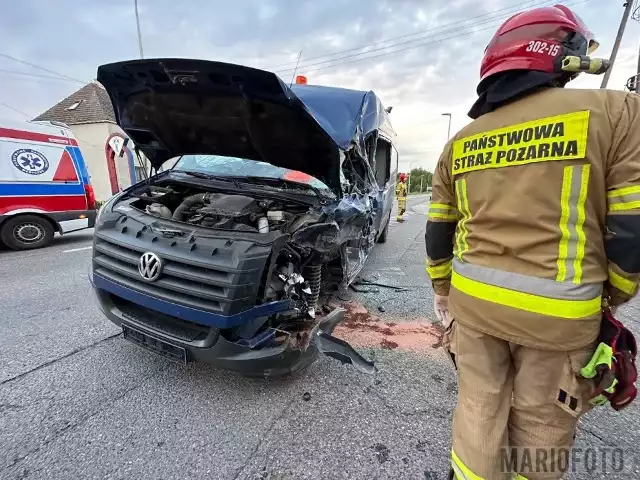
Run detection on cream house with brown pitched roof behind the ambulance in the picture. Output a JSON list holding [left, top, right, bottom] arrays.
[[33, 81, 149, 201]]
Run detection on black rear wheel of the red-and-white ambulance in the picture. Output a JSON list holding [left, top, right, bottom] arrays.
[[0, 215, 55, 250]]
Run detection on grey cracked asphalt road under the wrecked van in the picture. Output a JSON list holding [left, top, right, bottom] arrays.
[[0, 197, 640, 480]]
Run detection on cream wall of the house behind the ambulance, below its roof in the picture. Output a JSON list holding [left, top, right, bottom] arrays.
[[70, 122, 154, 201]]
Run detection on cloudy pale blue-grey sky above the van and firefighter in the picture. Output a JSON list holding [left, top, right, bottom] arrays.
[[0, 0, 640, 171]]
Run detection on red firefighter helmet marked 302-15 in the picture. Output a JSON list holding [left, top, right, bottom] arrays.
[[480, 5, 599, 82]]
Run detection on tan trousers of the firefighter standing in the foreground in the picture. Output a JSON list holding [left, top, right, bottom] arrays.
[[443, 319, 595, 480]]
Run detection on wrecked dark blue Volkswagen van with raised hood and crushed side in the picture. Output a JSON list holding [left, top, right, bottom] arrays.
[[90, 59, 398, 376]]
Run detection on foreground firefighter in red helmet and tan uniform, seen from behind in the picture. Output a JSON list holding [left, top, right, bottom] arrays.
[[425, 5, 640, 480]]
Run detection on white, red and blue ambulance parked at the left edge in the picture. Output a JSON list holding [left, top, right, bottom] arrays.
[[0, 120, 96, 250]]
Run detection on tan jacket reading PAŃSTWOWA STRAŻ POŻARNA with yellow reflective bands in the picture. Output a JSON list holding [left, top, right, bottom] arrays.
[[425, 88, 640, 350]]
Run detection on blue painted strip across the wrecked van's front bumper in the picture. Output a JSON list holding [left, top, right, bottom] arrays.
[[92, 273, 291, 328]]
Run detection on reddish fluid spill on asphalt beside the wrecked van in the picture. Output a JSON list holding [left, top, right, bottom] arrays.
[[333, 302, 444, 354]]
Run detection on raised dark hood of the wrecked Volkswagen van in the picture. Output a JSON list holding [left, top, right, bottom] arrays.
[[97, 59, 340, 189]]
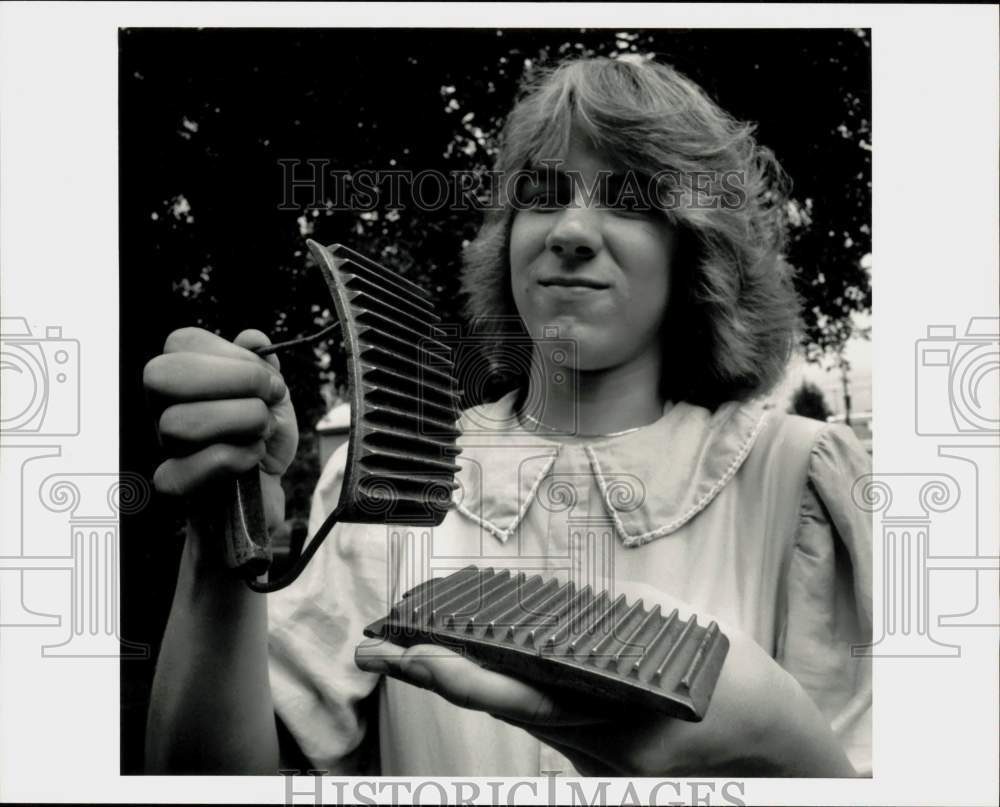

- [WHAT YOU ARE ASKED TO DO]: All the records need to be retyped word for word, except for the pictures.

- [TASK ANSWER]:
Run detection on cream house with brown pitched roof behind the ambulance in the picture. Output a JSON list holding [left, top, right, bottom] arrays.
[[33, 81, 149, 201]]
Run detection on black rear wheel of the red-and-white ambulance in the picture. Output a JSON list holding [left, top, right, bottom] arrays.
[[0, 215, 55, 250]]
Run detection on grey cracked asphalt road under the wrecked van in the picture. Output a JSON list holding [left, top, right, bottom] arrays.
[[0, 197, 640, 480]]
Run detection on cream wall of the house behind the ambulance, below its roof in the picture. Output a JSON list holding [left, top, right, bottom] arrays.
[[70, 122, 154, 201]]
Run detection on cloudy pale blue-grey sky above the van and firefighter in the picture. Output a JSON list holding [left, top, right, bottom] arrays.
[[0, 0, 640, 171]]
Run detection on red firefighter helmet marked 302-15 in the picture. Output a JSON list holding [left, top, right, bottom] arrays.
[[480, 5, 599, 82]]
Run detection on tan trousers of the firefighter standing in the foreground in the picture. Output a JSON list holding [left, top, right, bottom] arrays.
[[443, 319, 595, 480]]
Run detection on wrecked dark blue Volkswagen van with raised hood and crushed side in the picture. Output a JSON list holding [left, top, right, bottom] arrays.
[[90, 59, 398, 376]]
Run detection on foreground firefighter in red helmet and tan uniform, seen from behind in the picture. Output a JSON list holding [left, top, right, bottom] arrays.
[[425, 5, 640, 480]]
Run detection on white, red and blue ambulance parked at the left edge in the picture. Output a JSON list holding [left, top, right, bottom] arrays.
[[0, 120, 96, 250]]
Run detection on tan jacket reading PAŃSTWOWA STRAŻ POŻARNA with yellow reflective bands in the picture. Output a JSON list holding [left, top, right, bottom] arrays.
[[425, 88, 640, 350]]
Run detection on blue painted strip across the wrecked van's front bumper in the picture. Output a JSON list holding [left, top, right, bottom] arrays.
[[92, 273, 291, 328]]
Run detection on reddish fluid spill on asphalt beside the wrecked van in the picture. Output a JSON list holding [left, top, right, bottom] arrays.
[[333, 302, 444, 354]]
Run detection on raised dark hood of the wrecked Volkswagen van in the picture. Output a JSON list holding [left, top, right, bottom] arrays.
[[97, 59, 340, 189]]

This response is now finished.